### [Prompt]
In the text on technofeudalism below, which U.S. power company is named as the exception to the absence of government-owned power companies?

### [Text for analysis]

Where does technology come in? Recall the internet which began some thirty years ago. It was a capitalism-free-zone lacking a profit-generating market where horizontal communication, a digital commons, took place uncommodified, that is, without advertising. Call it ‘Internet One’. Along came ‘Internet Two’ which created fences, or enclosures, which hale back to the origins of capitalism. The growth of Internet Two was helped by the global banking crisis of 2008. In response central banks began printing money in abandon and giving it to the banksters. These criminals used it mostly to buy back shares of their stock thereby increasing its value and their bonuses. Financialization created the wealth pump.
Internet Two’s boundaries required you to hand over your identity to the lords in the cloud. Algorithms monitor who and where you are, what are your likes, and plays upon your emotions. The technology becomes the source of cloud capital. Cloudalists are the feudal-like lords such as Jeff Bezos, Sergey Brin, and Bill Gates playing the technofeudalism game. The algorithms reprogram themselves to follow your whims. The iPhone gives you more computing power in your palm than took us to the moon. Using smart phones, you surrendered yourself to the iCloud where you inadvertently toiled for no wages.
Companies that produced stuff in the capitalist system, such as cars, clothes and candies could not keep up with the profits generated in the cloud. Private equity funds began raiding such companies, re-packaging them and selling them to the cloudalist investors.
What is the relevance for greening the planet? Yanis Varoufakis suggests technofeudalism will make human survival more difficult. He cites two political obstacles. One is the New Cold War (between U.S. and China). He believes we can only hope for two separate green transitions, one in each super-cloud fiefdom. He fears this will play into the hands of fossil fuel conglomerates which will play one off against the other allowing them to keep drilling.
The less obvious obstacle relates to electricity ‘markets.’ There can never be actual markets here as only one electricity cable enters your home or business. This is the definition of a natural monopoly. If the government has the power to control this monopoly it could work. However, governments these days are bent on privatization to create competitive electricity markets to provide you with the cheapest possible electricity. But this becomes a rentier capitalist’s dream. There are no government-owned power companies in the United States (except the Tennessee Valley Authority set up as part of FDR’s New Deal 90 years ago). The rest of the world is similar as so-called public-private partnerships dominate. Our energy systems have been surrendered to oligarchs who have a vested interest to entangle energy in the web of financialization which adds to cloud finance capture. This makes it almost impossible for us to choose energy practices that might avert climate disaster.
Varoufakis is trying to convey to the young that the greater the power of the cloudalist class and the faster the march of technofeudalism, the less we the people can do to avert climate catastrophe. The critical issue is can the young resist technofeudalism and how? The ultimate question. Efforts such as the Extinction Rebellion offer hope.
The solution is people-power. To begin we should democratize the workplace. Have Democracy at Work as Richard Wolff puts it. Varoufakis believes having a cloud currency controlled by us allowing digital payments for products we purchase could end the surveillance system that has befallen us. More on this to come.

[Phrase grounding data]
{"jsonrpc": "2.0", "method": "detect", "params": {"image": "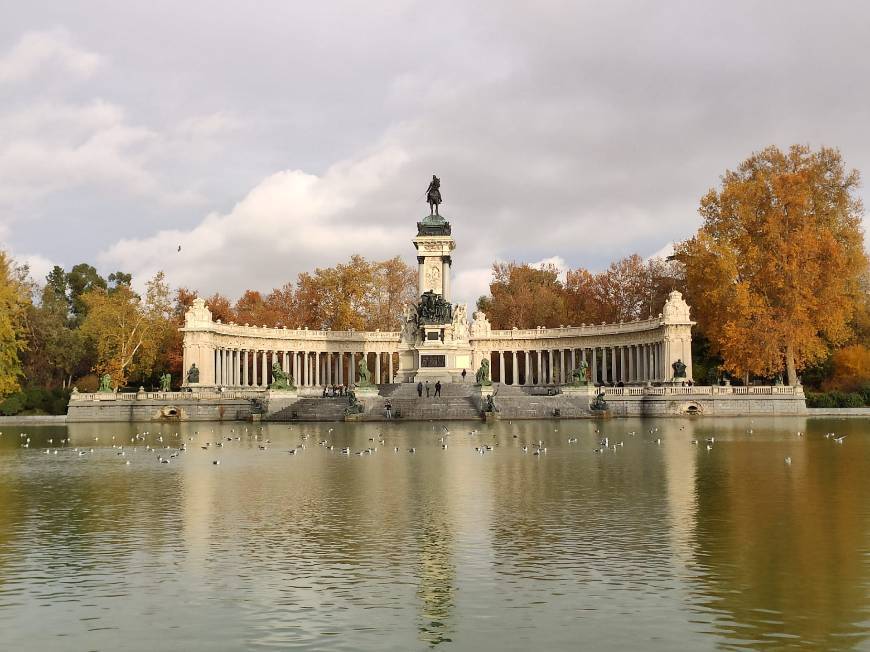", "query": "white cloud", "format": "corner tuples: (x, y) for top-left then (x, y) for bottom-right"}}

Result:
(646, 242), (675, 261)
(99, 147), (410, 296)
(0, 27), (103, 83)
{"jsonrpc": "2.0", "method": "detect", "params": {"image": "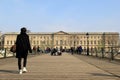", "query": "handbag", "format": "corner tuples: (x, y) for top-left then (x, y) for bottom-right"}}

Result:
(10, 44), (16, 53)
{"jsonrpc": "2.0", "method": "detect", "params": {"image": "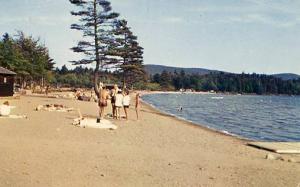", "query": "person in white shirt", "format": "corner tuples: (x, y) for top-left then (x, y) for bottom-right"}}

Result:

### [Exercise result]
The Tennessee Valley Authority.